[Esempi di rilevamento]
%%
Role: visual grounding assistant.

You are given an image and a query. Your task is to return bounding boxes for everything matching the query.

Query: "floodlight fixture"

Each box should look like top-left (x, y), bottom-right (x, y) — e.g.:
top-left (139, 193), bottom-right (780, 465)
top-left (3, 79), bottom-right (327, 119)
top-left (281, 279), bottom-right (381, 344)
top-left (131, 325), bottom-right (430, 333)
%%
Compito assegnato. Puoi trascrivere tutte le righe qui sopra senza cambiare nulla?

Esercizio svolto.
Role: visual grounding assistant.

You are given an image and a query. Your task is to return bounding boxes for everything matching the query.

Query: "floodlight fixture"

Each box should look like top-left (x, y), bottom-right (x, y) — e.g.:
top-left (139, 193), bottom-right (780, 465)
top-left (3, 79), bottom-right (327, 119)
top-left (281, 279), bottom-right (381, 344)
top-left (131, 325), bottom-right (430, 333)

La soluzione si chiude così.